┌─ Text extract

I’m not always a New Year’s Resolution person, but I am constantly setting and refining goals. I never pass up the opportunity to re-assess. aIt’s fitting that as a permanent nomad, my to-do lists tend to be location oriented. Generally something like: To Do Before Leaving Location A; To Do in Location B; To Do in Location C. Don’t get me wrong – these aren’t lists of sights to see or activities to enjoy. They are things like, “research bitcoin investing,” and “write ‘How To Get Free Flights‘,” and “Call Staci.”
I have four resolutions this year.
I can’t remember making any in 2016. Probably because I was headed off to circus school – an item that spent years on my bucket list. Here’s what I can remember:
- In 2015, I wanted to stop using too much toilet paper and to try and combat depression induced by my autonomy vacuum with a daily swim in the ocean.
- In 2014, I finally broke myself of the constant bodily application of unvetted chemicals in the form of shampoo, conditioner, face wash, deodorant, and toothpaste. The alternatives have rocked my world.
- In 2013, a trip to Australia stretched out before me and I was in the best shape of my life. No resolutions needed.
- In 2012, fireworks in the Philippines prefaced a whole additional year of round-the-world travel – another long-term dream – also no resolutions required.

└─
┌─ Data records

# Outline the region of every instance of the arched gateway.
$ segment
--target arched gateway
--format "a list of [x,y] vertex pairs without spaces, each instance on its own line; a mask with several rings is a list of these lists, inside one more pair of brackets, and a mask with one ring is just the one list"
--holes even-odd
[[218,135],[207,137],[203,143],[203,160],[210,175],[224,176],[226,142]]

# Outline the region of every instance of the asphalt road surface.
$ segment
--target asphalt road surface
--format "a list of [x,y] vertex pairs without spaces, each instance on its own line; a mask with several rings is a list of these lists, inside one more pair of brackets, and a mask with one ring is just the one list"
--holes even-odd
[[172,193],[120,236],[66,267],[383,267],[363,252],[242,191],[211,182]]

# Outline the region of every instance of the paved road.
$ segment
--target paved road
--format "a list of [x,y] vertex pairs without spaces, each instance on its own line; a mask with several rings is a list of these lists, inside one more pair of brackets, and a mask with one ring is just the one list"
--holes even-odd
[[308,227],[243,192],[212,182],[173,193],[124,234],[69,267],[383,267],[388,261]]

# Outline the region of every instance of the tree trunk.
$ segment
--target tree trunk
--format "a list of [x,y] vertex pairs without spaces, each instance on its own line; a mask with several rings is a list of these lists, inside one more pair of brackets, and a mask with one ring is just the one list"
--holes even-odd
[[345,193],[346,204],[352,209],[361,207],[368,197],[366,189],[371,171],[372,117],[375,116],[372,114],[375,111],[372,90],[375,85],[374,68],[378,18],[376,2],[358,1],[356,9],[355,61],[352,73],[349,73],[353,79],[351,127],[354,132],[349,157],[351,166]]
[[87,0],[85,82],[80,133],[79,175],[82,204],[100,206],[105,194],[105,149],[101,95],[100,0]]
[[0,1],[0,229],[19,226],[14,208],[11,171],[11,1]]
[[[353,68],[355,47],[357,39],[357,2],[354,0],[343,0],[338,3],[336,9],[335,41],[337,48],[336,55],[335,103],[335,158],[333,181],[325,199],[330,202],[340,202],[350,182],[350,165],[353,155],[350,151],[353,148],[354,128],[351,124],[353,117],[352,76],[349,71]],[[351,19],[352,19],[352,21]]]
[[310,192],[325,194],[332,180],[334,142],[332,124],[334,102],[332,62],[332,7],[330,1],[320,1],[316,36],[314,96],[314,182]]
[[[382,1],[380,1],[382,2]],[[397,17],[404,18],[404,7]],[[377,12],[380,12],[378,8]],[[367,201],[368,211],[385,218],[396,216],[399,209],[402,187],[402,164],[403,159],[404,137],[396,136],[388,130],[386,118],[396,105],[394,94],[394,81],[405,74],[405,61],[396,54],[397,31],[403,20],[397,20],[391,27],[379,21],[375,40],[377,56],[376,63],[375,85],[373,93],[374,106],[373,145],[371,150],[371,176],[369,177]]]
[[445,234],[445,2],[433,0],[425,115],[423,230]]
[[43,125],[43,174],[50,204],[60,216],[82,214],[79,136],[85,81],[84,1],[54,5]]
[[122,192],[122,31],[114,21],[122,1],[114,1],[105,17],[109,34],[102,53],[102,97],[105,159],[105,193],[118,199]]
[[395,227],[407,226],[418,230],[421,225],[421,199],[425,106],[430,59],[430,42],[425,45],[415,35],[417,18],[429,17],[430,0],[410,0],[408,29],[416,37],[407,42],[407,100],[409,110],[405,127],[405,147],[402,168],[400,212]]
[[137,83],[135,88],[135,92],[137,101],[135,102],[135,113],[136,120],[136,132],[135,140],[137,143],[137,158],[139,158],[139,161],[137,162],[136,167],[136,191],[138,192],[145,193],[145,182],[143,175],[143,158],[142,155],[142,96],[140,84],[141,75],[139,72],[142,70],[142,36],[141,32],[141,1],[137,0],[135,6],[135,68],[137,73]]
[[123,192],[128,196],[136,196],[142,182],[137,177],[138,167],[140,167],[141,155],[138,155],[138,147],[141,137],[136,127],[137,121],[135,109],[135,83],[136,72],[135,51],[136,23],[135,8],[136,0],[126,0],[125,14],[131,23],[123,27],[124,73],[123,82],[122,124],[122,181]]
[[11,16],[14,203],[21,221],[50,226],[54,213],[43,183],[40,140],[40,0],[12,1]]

└─

▶ [Goal of the exercise]
Answer these questions from the text on New Year's resolutions:
1. How many resolutions does the writer have this year?
2. In which country did fireworks preface a year of round-the-world travel?
3. In what year did a trip to Australia stretch out before the writer?
None of the items have any role here.

▶ [Result of this task]
1. Four.
2. The Philippines.
3. 2013.